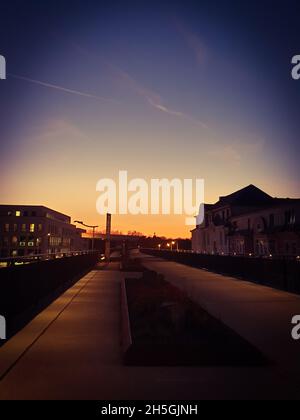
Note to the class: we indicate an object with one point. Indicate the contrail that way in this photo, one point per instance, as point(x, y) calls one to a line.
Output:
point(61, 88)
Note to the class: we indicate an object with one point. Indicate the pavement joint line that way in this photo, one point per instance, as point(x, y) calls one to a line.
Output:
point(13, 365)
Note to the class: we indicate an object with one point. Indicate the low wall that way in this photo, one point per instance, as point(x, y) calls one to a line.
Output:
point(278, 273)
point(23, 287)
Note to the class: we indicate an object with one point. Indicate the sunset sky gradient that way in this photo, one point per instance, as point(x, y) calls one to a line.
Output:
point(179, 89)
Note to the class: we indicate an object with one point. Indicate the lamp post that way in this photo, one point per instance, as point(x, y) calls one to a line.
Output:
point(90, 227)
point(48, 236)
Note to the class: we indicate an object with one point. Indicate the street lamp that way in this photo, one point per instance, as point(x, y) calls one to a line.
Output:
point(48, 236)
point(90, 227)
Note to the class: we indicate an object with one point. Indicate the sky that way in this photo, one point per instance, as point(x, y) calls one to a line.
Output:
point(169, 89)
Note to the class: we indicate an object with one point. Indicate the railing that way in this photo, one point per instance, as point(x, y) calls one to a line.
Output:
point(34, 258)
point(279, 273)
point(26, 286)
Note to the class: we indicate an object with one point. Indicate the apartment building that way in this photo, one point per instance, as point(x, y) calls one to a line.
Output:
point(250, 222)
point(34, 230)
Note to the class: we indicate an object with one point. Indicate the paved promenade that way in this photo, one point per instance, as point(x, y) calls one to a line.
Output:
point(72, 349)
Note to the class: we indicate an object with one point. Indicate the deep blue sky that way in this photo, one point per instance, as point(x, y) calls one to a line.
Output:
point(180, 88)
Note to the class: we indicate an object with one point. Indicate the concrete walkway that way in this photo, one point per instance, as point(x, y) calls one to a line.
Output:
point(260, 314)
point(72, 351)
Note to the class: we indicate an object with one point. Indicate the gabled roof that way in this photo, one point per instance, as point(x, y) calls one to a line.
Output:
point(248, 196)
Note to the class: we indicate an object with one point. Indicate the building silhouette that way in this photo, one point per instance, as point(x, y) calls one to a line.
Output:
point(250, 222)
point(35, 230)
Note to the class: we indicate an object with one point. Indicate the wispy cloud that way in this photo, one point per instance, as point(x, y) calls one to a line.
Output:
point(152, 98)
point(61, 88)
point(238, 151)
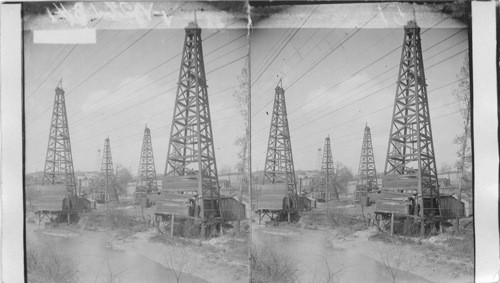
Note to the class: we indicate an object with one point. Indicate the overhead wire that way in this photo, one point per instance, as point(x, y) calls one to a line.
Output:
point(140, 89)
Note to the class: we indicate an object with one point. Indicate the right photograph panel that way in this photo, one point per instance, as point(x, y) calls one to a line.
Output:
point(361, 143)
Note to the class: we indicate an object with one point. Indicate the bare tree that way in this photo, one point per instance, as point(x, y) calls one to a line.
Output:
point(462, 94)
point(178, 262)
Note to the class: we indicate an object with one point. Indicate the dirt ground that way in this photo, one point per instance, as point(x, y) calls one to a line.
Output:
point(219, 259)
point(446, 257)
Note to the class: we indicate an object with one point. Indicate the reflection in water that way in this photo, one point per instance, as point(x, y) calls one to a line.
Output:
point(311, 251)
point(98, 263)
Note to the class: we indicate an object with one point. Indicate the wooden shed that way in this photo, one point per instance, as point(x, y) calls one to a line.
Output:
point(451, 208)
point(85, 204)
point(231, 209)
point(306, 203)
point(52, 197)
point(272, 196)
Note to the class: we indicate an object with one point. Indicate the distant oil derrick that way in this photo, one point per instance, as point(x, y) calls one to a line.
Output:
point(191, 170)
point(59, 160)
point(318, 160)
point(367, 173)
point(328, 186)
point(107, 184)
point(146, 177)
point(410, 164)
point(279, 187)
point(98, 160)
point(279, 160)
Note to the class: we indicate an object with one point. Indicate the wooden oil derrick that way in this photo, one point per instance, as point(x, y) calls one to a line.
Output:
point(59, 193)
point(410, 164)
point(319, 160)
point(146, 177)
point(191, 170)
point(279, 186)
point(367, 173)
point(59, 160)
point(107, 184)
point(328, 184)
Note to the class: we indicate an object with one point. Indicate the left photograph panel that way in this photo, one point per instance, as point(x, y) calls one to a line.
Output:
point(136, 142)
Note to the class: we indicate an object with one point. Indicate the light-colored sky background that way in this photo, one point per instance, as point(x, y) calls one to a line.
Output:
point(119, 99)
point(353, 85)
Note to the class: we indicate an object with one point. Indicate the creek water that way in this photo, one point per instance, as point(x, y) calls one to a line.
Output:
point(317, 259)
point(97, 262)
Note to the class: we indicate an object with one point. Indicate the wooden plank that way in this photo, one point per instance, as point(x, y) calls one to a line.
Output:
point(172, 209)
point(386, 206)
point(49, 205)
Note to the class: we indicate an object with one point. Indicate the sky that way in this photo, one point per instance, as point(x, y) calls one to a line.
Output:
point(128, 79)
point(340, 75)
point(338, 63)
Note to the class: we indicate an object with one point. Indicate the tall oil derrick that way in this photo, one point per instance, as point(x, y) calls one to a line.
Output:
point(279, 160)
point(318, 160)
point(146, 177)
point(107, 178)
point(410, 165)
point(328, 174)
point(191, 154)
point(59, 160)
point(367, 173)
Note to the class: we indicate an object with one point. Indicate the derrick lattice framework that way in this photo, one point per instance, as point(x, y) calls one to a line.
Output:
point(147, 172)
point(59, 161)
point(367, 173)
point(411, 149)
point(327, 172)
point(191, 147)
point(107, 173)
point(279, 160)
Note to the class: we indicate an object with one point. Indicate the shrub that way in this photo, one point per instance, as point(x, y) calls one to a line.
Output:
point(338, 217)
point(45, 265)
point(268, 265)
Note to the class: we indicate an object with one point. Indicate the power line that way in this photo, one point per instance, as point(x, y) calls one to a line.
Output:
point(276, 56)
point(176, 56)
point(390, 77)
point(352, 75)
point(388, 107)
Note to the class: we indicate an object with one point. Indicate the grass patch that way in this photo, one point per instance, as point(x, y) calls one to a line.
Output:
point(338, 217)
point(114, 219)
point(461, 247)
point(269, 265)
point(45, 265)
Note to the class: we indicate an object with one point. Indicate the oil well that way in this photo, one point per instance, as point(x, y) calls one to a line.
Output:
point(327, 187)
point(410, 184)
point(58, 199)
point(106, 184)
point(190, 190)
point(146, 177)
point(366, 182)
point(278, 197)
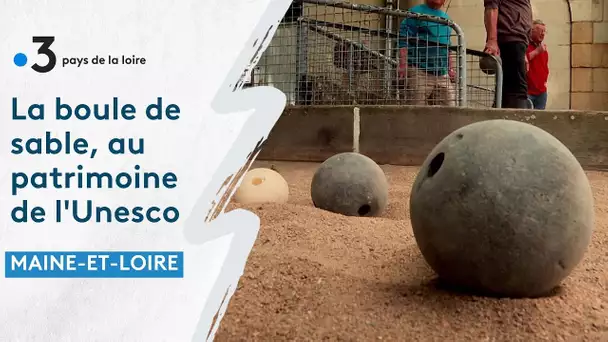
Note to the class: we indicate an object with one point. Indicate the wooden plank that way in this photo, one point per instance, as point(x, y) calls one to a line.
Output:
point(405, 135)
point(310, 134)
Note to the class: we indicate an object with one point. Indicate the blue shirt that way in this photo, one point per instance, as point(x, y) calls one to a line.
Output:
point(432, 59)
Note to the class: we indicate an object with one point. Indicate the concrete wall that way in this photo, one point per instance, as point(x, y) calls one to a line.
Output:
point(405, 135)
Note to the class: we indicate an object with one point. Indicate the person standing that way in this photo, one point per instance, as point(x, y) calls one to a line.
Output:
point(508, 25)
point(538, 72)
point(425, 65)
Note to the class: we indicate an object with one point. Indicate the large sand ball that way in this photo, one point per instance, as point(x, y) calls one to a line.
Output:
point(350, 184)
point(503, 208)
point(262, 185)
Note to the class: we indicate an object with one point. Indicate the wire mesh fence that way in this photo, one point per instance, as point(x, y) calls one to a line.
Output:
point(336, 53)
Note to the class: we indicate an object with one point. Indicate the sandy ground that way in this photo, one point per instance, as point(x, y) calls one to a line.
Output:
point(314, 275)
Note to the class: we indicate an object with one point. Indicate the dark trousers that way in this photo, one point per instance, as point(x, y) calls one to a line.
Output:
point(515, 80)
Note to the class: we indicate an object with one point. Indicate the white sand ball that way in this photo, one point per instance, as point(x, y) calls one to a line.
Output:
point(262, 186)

================================

WHAT YOU ARE ASKED TO DO: Reproduce all of the items above word for word, leaving out the pictures.

PROBLEM SOLUTION:
Note to the class: we indicate an object with one point. Indicate the contrail that way in this photo, one point per instance, as point(x, y) calls one to a line.
Output:
point(61, 88)
Note to the class: we indicate an object with one point. Indicate the pavement joint line that way in this photo, one point per instance, as point(x, y) calls one to a line.
Output:
point(13, 365)
Note to the class: we indicate an object with one point. Indicate the low wall that way in this photo, one point per instance, as point(x, y) calls one to a line.
Output:
point(278, 273)
point(23, 287)
Note to the class: we indicate an object with one point. Indicate the sunset sky gradient that way in this photo, one point per instance, as point(x, y) calls one to a line.
Output:
point(179, 89)
Note to the class: we indicate an object with one point. Indicate the lamp post that way in this photo, one point per instance, as point(x, y) calls one to a line.
Output:
point(90, 227)
point(48, 236)
Note to the class: we indicate an object with one point. Indicate the street lamp that way in this photo, one point per instance, as point(x, y) calls one to a line.
Output:
point(48, 236)
point(90, 227)
Note to the class: we indicate an object with one point. Indicate the sky that way in this photo, one point per instance, as point(x, y) calls one to a line.
Output:
point(169, 89)
Note to the class: we indicate an object with one point. Indicate the railing that way in this photo, one point per instance, as point(x, y) calls one to a line.
Output:
point(34, 258)
point(279, 273)
point(26, 286)
Note to the class: we indicate an object with one point. Indicate the apartment building that way in this photo, one point per instance, as point(x, y) calls one to a line.
Output:
point(250, 222)
point(34, 230)
Note to the class: we indicate an object with one point. Indicate the paved promenade that way in this photo, one point per instance, as point(x, y) calls one to a line.
Output:
point(72, 349)
Note to the class: we indicate an object with one point. Indicate the deep blue sky that way in this photo, one point per instance, as point(x, y) calls one to a line.
Output:
point(180, 88)
Note to the class: we indicate an object with one point. Indicate the concrete walkway that way in this photo, one point per instance, as point(x, y) calls one to a line.
Output:
point(260, 314)
point(72, 351)
Note to the class: we indicate an object with one point. Indicate the gabled roof that way in this photo, one point per instance, as point(x, y) calls one to a line.
Output:
point(248, 196)
Note to the class: we indicate an object with one point. Indicate the building silhouette that way in this photo, one point per instance, as point(x, y) calls one to a line.
Output:
point(250, 222)
point(35, 230)
Note to the class: we indicate an object with one point. Indicate the wispy cloud that way in this photo, one point per instance, as point(x, y) calls one to a line.
Output:
point(152, 98)
point(61, 88)
point(238, 151)
Note to the class: we indicate an object with one point. Indicate the overhead wire that way in this photo, one point per instance, as point(x, y) calls one to a line.
Output:
point(140, 89)
Note to the class: we indicate an object with one point. Indicate the right photograph panel that way in this photo, one point per instance, as point(x, y) calls one to a line.
Output:
point(361, 143)
Note to the class: we indicate an object with one point. Indicate the bare tree that way in this photo, one point per instance, as point(x, y) calls one to a line.
Output:
point(462, 94)
point(178, 262)
Note to the class: we indicate an object with one point. Indicate the dirt ground that way in this photo, one point per instance, as point(x, y) calls one to a line.
Output:
point(219, 259)
point(446, 257)
Note to the class: we indicate an object with one point. Indicate the reflection in water that way in this photo, one point per instance, as point(x, y) calls one to a line.
Output:
point(311, 251)
point(98, 263)
Note to the class: we indicate an object with one point. Indicate the wooden shed that way in this photo, one point per instance, as point(x, y) calls one to a line.
Output:
point(451, 208)
point(85, 204)
point(231, 209)
point(306, 203)
point(52, 197)
point(272, 196)
Note to the class: we indicate an object with one point. Indicate the distant oil derrick that way in this photo, one point per instance, as point(x, y) calls one to a line.
Output:
point(191, 170)
point(59, 160)
point(318, 160)
point(367, 173)
point(328, 186)
point(107, 184)
point(146, 177)
point(410, 164)
point(279, 187)
point(98, 160)
point(279, 160)
Note to the class: we indicate an object with one point. Indicate the wooden oil derrick that way in this photo, one point per instance, as point(x, y) calls one to a line.
Output:
point(59, 193)
point(410, 164)
point(319, 160)
point(146, 177)
point(191, 170)
point(279, 186)
point(367, 173)
point(59, 160)
point(107, 184)
point(328, 184)
Note to the class: we indicate an object with one point. Indicate the left photograph panel that way in this photo, one point per instance, as point(x, y) calls one to a line.
Output:
point(136, 142)
Note to the class: we indicate an object with one point. Indicate the light-colored sky background that way in this photo, one point per instance, as point(x, y) calls one to a line.
Output:
point(119, 99)
point(353, 85)
Note to the class: we indicate an object with one point. Indicate the creek water that way in this photo, one point per instance, as point(x, y) calls one to a line.
Output:
point(317, 259)
point(97, 262)
Note to the class: we indicate an object with one point. Indicate the wooden plank that way in this photo, one point per instance, as point(x, y) calls one to a line.
Output:
point(172, 209)
point(386, 206)
point(49, 205)
Note to the class: we indicate an object with one point. Indicate the sky that way in this photo, one point per instance, as point(x, y) calls one to a line.
Output:
point(128, 79)
point(340, 75)
point(338, 63)
Note to the class: we indicate an object with one point. Indicate the tall oil derrick that way in this photo, one point per instance, as point(x, y) calls one to a line.
Output:
point(279, 160)
point(318, 160)
point(146, 177)
point(107, 178)
point(410, 165)
point(328, 174)
point(191, 154)
point(59, 160)
point(367, 173)
Note to the class: we indicate an object with one point. Indicate the derrick lattice framework that way in this photo, one point per instance, as point(x, y) calls one to a line.
Output:
point(147, 172)
point(59, 161)
point(367, 173)
point(411, 149)
point(327, 172)
point(191, 147)
point(107, 173)
point(279, 160)
Note to the class: we indicate an object with one point. Indicate the shrub that way in this photo, one point per instance, as point(x, y) calls one to a line.
Output:
point(338, 217)
point(45, 265)
point(268, 265)
Note to the class: we indicate an object with one point. Indicate the power line that way in this photo, one point per instance, as point(x, y) calls one to a line.
Output:
point(276, 56)
point(176, 56)
point(390, 77)
point(352, 75)
point(388, 107)
Note to the class: we indicate an object with one point. Indicate the grass patch that way in this photo, one point per instance, as point(x, y) calls one to a line.
Output:
point(338, 217)
point(114, 219)
point(461, 247)
point(269, 265)
point(45, 265)
Note to the class: we indicate an object with one point. Indicate the oil well that way in this photo, one point per instance, as point(x, y) calls one to a line.
Output:
point(327, 187)
point(410, 184)
point(58, 199)
point(106, 184)
point(190, 190)
point(146, 177)
point(366, 182)
point(278, 197)
Note to the class: we indicate an object with one point. Indicate the wooden plank that way in this photo, one point per instance, as point(x, y) calls one to a line.
Output:
point(405, 135)
point(310, 134)
Note to the class: we indicate an object with one point. Indicate the blue shirt that way in this photo, one point per instance, as point(x, y) calls one to a line.
Output:
point(432, 59)
Note to the class: we indicate an object with one point. Indicate the concrete wall that way in this photo, one point per instance, as point(x, y) calls one to a line.
Output:
point(405, 135)
Note to the class: we indicate an object with one point. Indicate the person standing that way in this photo, one point per instance, as point(x, y) calls one to a line.
Output:
point(508, 25)
point(538, 72)
point(425, 65)
Note to the class: we indicate an object with one point. Indicate the large sand ball that way in this photo, one point per instance, as point(x, y) calls one to a line.
Output:
point(350, 184)
point(503, 208)
point(262, 185)
Note to the class: we indicate an object with one point. Indicate the wire mesh fence that way in this photo, one point per instance, as point(x, y) calls one to a line.
Output:
point(336, 53)
Note to the class: we indicate an object with one point. Indicate the sandy ground that way in this photo, one point per instance, as point(x, y) calls one to a line.
Output:
point(314, 275)
Note to the class: we indicate an object with one point. Indicate the dark trousers that way in this photo, one point per instance, as point(x, y) calls one to a line.
Output:
point(515, 80)
Note to the class: we indicate an object with one point. Indicate the white sand ball that way in this photo, one point per instance, as point(x, y) calls one to a line.
Output:
point(262, 186)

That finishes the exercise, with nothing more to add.